**REQUIREMENT:**
Without including any image, retype the records word for word.

**Photo-based referring expression data:**
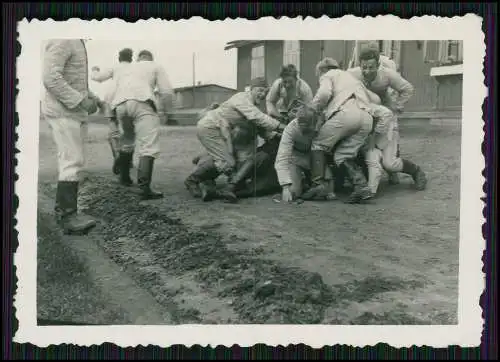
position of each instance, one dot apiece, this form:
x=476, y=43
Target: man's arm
x=284, y=156
x=307, y=94
x=323, y=94
x=100, y=76
x=254, y=115
x=165, y=90
x=404, y=89
x=56, y=54
x=272, y=99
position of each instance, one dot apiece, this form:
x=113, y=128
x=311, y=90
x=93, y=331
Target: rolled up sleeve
x=56, y=55
x=323, y=94
x=404, y=89
x=164, y=88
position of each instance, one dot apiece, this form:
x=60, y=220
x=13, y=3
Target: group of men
x=140, y=95
x=348, y=128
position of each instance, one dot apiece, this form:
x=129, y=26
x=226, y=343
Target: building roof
x=180, y=89
x=239, y=43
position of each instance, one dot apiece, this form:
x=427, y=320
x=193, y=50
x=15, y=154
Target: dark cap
x=260, y=82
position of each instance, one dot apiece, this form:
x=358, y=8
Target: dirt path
x=393, y=262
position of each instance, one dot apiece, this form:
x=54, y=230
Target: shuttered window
x=258, y=64
x=443, y=52
x=291, y=53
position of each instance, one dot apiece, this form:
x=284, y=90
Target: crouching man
x=382, y=151
x=294, y=155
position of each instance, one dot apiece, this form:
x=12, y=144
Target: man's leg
x=147, y=129
x=344, y=124
x=201, y=182
x=70, y=158
x=216, y=147
x=347, y=152
x=393, y=164
x=375, y=170
x=114, y=143
x=127, y=142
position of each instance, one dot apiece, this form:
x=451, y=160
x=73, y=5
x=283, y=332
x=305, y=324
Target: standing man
x=134, y=104
x=125, y=57
x=67, y=104
x=240, y=110
x=393, y=90
x=345, y=105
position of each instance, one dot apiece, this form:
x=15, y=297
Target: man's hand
x=89, y=104
x=286, y=194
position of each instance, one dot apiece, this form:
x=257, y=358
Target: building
x=201, y=95
x=433, y=67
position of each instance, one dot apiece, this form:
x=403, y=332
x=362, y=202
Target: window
x=291, y=53
x=443, y=52
x=258, y=65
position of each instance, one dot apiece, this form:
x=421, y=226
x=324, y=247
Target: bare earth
x=394, y=261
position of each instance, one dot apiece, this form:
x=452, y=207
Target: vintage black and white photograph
x=216, y=178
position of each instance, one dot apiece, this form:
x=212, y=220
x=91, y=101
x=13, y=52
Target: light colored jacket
x=65, y=78
x=279, y=97
x=138, y=81
x=336, y=87
x=386, y=80
x=239, y=110
x=294, y=150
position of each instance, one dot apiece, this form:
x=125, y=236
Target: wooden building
x=433, y=67
x=201, y=96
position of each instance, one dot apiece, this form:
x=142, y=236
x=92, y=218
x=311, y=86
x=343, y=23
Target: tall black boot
x=318, y=190
x=66, y=209
x=144, y=175
x=416, y=173
x=125, y=166
x=200, y=183
x=361, y=190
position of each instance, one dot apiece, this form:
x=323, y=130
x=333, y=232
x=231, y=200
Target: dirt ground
x=394, y=261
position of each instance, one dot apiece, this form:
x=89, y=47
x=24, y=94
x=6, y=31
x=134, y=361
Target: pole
x=194, y=80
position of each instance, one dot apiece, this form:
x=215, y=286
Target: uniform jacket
x=137, y=81
x=278, y=94
x=336, y=87
x=240, y=110
x=294, y=149
x=385, y=80
x=65, y=78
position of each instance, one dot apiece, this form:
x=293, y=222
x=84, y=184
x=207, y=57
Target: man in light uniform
x=381, y=151
x=66, y=106
x=393, y=90
x=344, y=102
x=134, y=104
x=240, y=110
x=288, y=88
x=125, y=57
x=293, y=160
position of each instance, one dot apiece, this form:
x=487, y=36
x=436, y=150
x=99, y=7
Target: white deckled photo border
x=466, y=333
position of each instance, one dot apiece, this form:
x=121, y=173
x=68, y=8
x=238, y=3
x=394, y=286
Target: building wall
x=203, y=97
x=431, y=94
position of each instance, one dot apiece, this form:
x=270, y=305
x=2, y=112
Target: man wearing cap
x=293, y=160
x=345, y=105
x=134, y=104
x=240, y=110
x=66, y=106
x=387, y=83
x=125, y=57
x=289, y=87
x=381, y=151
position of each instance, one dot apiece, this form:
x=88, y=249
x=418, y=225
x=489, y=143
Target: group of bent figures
x=313, y=143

**SOLUTION TO THIS PROBLEM:**
position of each instance, one dot apiece, this form:
x=476, y=43
Target: man's arm
x=284, y=156
x=307, y=94
x=323, y=94
x=100, y=76
x=254, y=115
x=165, y=90
x=404, y=89
x=56, y=54
x=272, y=99
position of each instance, one dot apiece, this form:
x=113, y=128
x=311, y=90
x=93, y=331
Target: rolled up sleeve
x=56, y=55
x=323, y=94
x=404, y=89
x=164, y=88
position of each instance, one dot apiece, this form:
x=60, y=220
x=13, y=3
Target: group of men
x=140, y=95
x=348, y=128
position of each instance, one dot apiece, this form:
x=129, y=26
x=226, y=343
Target: building roof
x=180, y=89
x=239, y=43
position of each instance, one dot apiece, this form:
x=427, y=320
x=193, y=50
x=15, y=154
Target: dark cap
x=260, y=82
position of each instance, one dot apiece, this form:
x=358, y=8
Target: dirt path
x=393, y=262
position of each instance, one dot apiece, this form:
x=54, y=230
Target: shuttered window
x=258, y=64
x=443, y=52
x=291, y=53
position of each instance, one dot apiece, this form:
x=284, y=90
Target: crouching man
x=382, y=151
x=294, y=155
position of each instance, one dot apiece, this form:
x=12, y=144
Target: man's leg
x=147, y=129
x=344, y=124
x=201, y=182
x=70, y=158
x=216, y=147
x=347, y=152
x=393, y=164
x=375, y=170
x=114, y=143
x=127, y=142
position of each instance, one dot apiece, this form:
x=451, y=160
x=73, y=5
x=283, y=332
x=305, y=324
Target: standing man
x=134, y=104
x=125, y=57
x=67, y=104
x=240, y=110
x=393, y=90
x=345, y=105
position of each instance, one dot apiece, this form:
x=15, y=297
Target: man's hand
x=89, y=104
x=286, y=194
position of each instance, one dot apiece, this form:
x=257, y=358
Target: building
x=201, y=95
x=433, y=67
position of each instance, one dot apiece, this form:
x=403, y=332
x=362, y=202
Target: window
x=291, y=53
x=443, y=52
x=258, y=65
position of each instance, one dot apiece, this form:
x=421, y=226
x=324, y=247
Target: bare earth
x=394, y=261
position of each instance, one dot apiece, this form:
x=452, y=207
Target: vintage black and white photograph
x=216, y=178
position of each instance, one dot apiece, this form:
x=212, y=220
x=91, y=101
x=13, y=52
Target: light colored jacket
x=65, y=78
x=279, y=97
x=138, y=81
x=336, y=87
x=386, y=80
x=239, y=110
x=294, y=150
position of each instance, one dot apiece, this form:
x=125, y=236
Target: wooden building
x=433, y=67
x=201, y=96
position of each instance, one dot apiece, this form:
x=142, y=236
x=92, y=218
x=311, y=86
x=343, y=23
Target: tall black boot
x=318, y=190
x=66, y=209
x=144, y=175
x=416, y=173
x=125, y=166
x=200, y=183
x=361, y=190
position of each instance, one dot apiece, this form:
x=323, y=130
x=333, y=232
x=231, y=200
Target: dirt ground
x=394, y=261
position of each instance, one dot apiece, this form:
x=89, y=47
x=24, y=94
x=6, y=31
x=134, y=361
Target: pole
x=194, y=80
position of each instance, one dot apiece, this form:
x=215, y=286
Target: uniform jacket
x=137, y=81
x=278, y=94
x=336, y=87
x=240, y=110
x=294, y=149
x=385, y=80
x=65, y=78
position of each instance, one dot apiece, this form:
x=293, y=222
x=84, y=184
x=207, y=57
Target: man in light uniform
x=381, y=151
x=66, y=106
x=393, y=90
x=344, y=102
x=134, y=104
x=240, y=110
x=288, y=88
x=125, y=57
x=293, y=160
position of each instance, one dot apiece, this form:
x=487, y=36
x=436, y=150
x=99, y=7
Target: white deckled photo border
x=466, y=333
position of each instance, one dot apiece, this form:
x=121, y=173
x=68, y=8
x=238, y=3
x=394, y=286
Target: building wall
x=203, y=97
x=431, y=94
position of each instance, one dot apiece, this form:
x=270, y=305
x=2, y=112
Target: man wearing cap
x=293, y=160
x=345, y=105
x=134, y=104
x=240, y=110
x=66, y=106
x=387, y=83
x=125, y=57
x=289, y=87
x=381, y=151
position of each instance, one dot apiece, this form:
x=88, y=249
x=418, y=225
x=489, y=143
Target: group of bent figures
x=313, y=143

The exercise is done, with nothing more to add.